Friday, July 20, 2012

The Genius of Spike Lee: Remembering School Daze


Spike Lee's School Daze is a classic in black film. Like most of Spike's 1980s output, I highly recommend this film to anyone interested in true black film (not Tyler Perry). This film is focused on a HBCU college in the South during the 1980s, at the height of anti-apartheid movements on college campuses and the struggle for funding that many HBCUs find themselves engaged in. Moreover, the film looks at colorism, class, and internal racial conflicts amongst African-American college students. In addition, Giancarlo Esposito, Samuel Jackson, the light-skinned black woman from Martin, Jasmine Guy, and Laurence Fishburne star in this film, alongside Spike Lee playing a nerdy character entering a fraternity. The film also explores particular African-American cultural traditions such as stepping, music, and the conflict between college-educated blacks and those unable to attend.

*PROMPT 1:* Locate each line in the listing below that contains the word "door", and copy those lines out.

*EXTRACTED RECORDS:*

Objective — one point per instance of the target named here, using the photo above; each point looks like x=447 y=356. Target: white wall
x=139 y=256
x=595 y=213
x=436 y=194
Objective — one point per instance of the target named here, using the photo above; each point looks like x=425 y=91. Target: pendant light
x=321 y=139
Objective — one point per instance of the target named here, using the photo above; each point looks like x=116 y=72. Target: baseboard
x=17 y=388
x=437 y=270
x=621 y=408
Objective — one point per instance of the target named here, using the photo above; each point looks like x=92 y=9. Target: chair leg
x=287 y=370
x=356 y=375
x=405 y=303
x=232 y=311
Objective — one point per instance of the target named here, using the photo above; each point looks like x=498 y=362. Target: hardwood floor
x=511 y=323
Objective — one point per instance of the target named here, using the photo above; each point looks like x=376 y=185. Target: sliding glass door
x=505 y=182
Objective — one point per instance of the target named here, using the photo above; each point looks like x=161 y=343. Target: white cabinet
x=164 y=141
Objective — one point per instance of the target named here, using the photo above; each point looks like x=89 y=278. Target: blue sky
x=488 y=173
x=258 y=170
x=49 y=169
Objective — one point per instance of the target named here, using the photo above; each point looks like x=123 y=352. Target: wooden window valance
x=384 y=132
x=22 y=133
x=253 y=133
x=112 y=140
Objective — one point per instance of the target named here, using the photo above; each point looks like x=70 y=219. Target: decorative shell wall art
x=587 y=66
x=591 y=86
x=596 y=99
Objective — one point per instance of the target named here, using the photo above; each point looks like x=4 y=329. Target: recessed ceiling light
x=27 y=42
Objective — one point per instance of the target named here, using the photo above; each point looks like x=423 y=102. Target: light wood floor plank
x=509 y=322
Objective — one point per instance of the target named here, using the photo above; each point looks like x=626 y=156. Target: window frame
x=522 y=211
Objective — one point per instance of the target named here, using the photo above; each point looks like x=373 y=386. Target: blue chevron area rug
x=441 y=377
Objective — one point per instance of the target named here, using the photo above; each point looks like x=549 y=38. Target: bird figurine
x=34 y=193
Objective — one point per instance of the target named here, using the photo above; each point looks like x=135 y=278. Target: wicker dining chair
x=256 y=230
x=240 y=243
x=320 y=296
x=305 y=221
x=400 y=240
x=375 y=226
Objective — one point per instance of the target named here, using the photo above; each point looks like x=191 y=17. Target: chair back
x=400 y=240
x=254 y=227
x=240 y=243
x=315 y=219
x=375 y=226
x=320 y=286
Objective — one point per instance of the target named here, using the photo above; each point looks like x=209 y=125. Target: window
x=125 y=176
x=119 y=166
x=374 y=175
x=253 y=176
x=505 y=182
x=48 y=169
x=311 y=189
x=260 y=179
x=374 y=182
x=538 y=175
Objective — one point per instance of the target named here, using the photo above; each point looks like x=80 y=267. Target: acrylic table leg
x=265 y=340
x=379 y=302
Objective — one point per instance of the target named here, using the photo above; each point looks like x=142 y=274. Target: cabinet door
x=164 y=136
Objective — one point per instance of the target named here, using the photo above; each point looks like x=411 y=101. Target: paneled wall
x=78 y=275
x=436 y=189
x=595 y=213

*PROMPT 2:* Resume the piece on Spike Lee's School Daze above, writing on from its final sentence.

*REPLY 1:*
Objective — one point per instance of the target named here, using the photo above; each point looks like x=376 y=185. Target: sliding glass door
Objective — one point per instance of the target named here, using the photo above; each point looks like x=142 y=274. Target: cabinet door

*REPLY 2:*
This particular clip features dark-skinned, natural hair black women competing with light-skinned sistas who straighten their hair. The beautiful jazz song was composed by Lee's father, Bill Lee, a jazz bassist who has also played with folk legends such as Bob Dylan and Odetta. The choreography is also well done and these women are dancing their hearts out. The true genius of this song, whose lyrics were composed by Spike, is the strong black nationalist sentiment woven into the entire film. Lee satirizes light-skinned black women who try to forget their blackness and look down on darker-skinned blacks, using offensive epithets such as "jiggaboo" and invoking the image of the mammy to ridicule black sisters. There is no doubt that Spike Lee sympathizes with us darker-complected Negroes and calls for unity among all blacks while simultaneously arguing against a monolithic blackness.

In Spike's mind, the black student body and administration must wake up, remain united by transcending the petty differences between us, and remain committed to a politicized blackness that maintains the collective racial uplift ideology embedded in the history of HBCUs. Lee's black nationalist ideology demands black self-respect, a dedicated desire to uplift blacks culturally, socio-economically, and doing so on the international level (hence the desire by Fishburne's character's desire for divestment from apartheid South Africa). Lee also wishes to demonstrate the persistence of racial uplift, a prevalent belief and practice among the black Talented Tenth to not forget their roots or the majority of African Americans still struggling.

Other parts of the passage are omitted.